SELECTED EXTRACT:
::::

These experiments involved extremely simple types of decisions about things like the pattern of dots moving on a screen or the frequency of a vibration on the monkey’s fingertip, and so the patterns of neural activity that seemed to represent the monkey’s decision were driven by these sensory inputs alone. In more complex decisions, perhaps brain activity representing memory, values, instincts, and objectives comes together in these decision making centers of the brain and influence the competing patterns of activity representing different potential decisions. In the case of the scenario of snakes vs. cash, the neurons would weigh immediate sensory evidence (how big are the snakes, are they behind glass, how big is the reward), memories of past experience (your first, terrifying encounter with a snake), imagination of the future (all the things you can buy with that cash prize) as well as personal values (be brave! be safe! don’t be foolish! take risks!), to finally settle on one pattern of activity that will set your ultimate actions in motion. ***
I hope this has helped you understand how brain regions responsible for emotional reactions and executive control interact to help guide us to balanced decisions. Your question really brings us to the edge of what we know about the neuroscience of decision making, but as technology and scientific ideas advance, keep an eye out for major new discoveries that will give much better answers to big questions like this in the years to come.

::::

TASK SET:
**1.** In the passage on how the brain makes decisions, what two simple kinds of decisions did the experiments involve?
**2.** Pick up the passage on how the brain makes decisions after its final sentence and carry it forward.

DATA EXCERPTS:

::::

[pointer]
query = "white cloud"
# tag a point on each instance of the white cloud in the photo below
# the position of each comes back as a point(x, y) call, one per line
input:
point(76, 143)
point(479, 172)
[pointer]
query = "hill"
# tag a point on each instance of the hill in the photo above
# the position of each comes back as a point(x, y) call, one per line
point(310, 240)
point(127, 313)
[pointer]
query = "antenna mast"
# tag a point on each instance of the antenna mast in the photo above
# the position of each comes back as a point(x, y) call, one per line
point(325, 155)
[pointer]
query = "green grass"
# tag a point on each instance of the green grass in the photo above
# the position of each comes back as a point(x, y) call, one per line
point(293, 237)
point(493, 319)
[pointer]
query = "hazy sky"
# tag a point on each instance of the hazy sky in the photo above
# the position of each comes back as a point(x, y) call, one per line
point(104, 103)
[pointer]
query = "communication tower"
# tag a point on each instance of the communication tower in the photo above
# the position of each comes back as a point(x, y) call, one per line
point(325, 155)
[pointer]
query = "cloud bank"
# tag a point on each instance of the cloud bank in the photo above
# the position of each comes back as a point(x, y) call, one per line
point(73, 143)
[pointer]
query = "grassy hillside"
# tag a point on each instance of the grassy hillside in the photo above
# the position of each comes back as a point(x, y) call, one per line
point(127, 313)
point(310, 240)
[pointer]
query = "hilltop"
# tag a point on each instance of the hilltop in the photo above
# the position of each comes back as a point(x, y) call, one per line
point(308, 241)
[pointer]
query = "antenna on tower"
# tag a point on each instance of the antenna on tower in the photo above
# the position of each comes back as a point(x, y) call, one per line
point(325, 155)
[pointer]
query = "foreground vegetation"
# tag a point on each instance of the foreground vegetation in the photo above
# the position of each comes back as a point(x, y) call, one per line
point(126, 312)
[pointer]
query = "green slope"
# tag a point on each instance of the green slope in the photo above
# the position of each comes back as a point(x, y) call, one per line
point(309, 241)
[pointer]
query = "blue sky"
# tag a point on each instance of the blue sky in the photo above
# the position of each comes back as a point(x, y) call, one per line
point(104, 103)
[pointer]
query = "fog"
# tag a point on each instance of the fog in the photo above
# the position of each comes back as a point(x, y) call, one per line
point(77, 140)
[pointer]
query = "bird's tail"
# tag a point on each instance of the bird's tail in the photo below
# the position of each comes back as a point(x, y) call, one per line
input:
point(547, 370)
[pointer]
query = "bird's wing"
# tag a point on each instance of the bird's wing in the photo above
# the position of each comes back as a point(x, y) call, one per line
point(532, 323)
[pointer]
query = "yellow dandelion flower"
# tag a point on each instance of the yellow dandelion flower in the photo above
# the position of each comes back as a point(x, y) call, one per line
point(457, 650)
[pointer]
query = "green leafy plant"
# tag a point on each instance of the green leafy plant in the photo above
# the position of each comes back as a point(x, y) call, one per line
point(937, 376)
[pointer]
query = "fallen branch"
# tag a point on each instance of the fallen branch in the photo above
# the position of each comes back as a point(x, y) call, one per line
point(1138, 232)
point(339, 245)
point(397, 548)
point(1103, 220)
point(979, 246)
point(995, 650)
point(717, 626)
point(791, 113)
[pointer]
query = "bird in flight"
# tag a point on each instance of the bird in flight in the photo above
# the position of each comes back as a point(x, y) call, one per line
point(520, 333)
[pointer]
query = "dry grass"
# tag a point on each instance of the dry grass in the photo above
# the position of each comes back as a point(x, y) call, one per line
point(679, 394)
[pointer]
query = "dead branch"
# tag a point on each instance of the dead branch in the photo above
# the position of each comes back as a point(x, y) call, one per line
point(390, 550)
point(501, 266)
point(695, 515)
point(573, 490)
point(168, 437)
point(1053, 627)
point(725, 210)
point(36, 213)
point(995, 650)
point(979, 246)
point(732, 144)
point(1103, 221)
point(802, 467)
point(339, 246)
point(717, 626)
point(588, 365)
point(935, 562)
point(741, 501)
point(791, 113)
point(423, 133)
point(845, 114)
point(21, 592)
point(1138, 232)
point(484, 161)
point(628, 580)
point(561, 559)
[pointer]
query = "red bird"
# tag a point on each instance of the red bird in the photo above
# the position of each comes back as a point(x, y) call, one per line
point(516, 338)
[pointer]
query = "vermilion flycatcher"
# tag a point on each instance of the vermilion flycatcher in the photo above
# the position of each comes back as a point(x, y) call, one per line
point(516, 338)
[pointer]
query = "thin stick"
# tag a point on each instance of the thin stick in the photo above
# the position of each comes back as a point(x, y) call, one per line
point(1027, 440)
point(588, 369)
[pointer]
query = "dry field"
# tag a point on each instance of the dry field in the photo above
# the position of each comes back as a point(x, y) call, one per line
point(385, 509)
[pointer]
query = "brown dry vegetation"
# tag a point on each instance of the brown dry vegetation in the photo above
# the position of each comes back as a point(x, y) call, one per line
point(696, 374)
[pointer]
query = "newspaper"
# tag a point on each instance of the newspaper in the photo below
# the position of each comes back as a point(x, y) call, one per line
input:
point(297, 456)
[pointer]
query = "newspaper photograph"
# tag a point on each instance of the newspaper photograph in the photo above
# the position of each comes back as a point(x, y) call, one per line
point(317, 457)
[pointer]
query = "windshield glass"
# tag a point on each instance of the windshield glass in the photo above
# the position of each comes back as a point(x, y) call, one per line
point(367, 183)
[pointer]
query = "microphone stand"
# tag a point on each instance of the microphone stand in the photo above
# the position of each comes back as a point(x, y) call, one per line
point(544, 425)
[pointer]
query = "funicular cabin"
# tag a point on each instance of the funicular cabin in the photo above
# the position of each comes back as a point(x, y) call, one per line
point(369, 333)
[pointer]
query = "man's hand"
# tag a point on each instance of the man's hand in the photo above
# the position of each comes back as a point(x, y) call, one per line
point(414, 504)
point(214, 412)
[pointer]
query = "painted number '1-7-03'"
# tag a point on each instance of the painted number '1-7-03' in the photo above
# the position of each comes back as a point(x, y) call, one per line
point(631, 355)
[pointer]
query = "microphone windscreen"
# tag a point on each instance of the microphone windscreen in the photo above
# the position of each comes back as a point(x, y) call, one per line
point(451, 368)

::::

TASK RESULTS:
**1.** Decisions about the pattern of dots moving on a screen or the frequency of a vibration on the monkey's fingertip.

**2.**
* It’s worth noting that the PFC’s role in decision making not to simply shut down emotional reactions, but more to adjust their influence according to context (since the cheering that is appropriate at a sporting event is not usually acceptable at a business meeting). In fact, people who have suffered damage to their brains' emotional centers do not become cool, collected decision machines. Instead, they are paralyzed by the simplest choices, presumably because without a fundamental emotional sense of what is “good” and what is “bad,” every infinitesimal detail of a choice seems equally relevant to the decision at hand.
** These experiments are very difficult to design and interpret, partly because we still don’t have very good techniques for recording the thousands of neurons involved in these kinds of decisions all at once. Instead of looking at the whole picture, researchers have to be content with using statistics and computer modeling to extract meaning from fragments of much larger patterns of brain activity. As technology improves, hopefully scientists will be able to better understand the whole picture of the relationship between neural activity and decisions.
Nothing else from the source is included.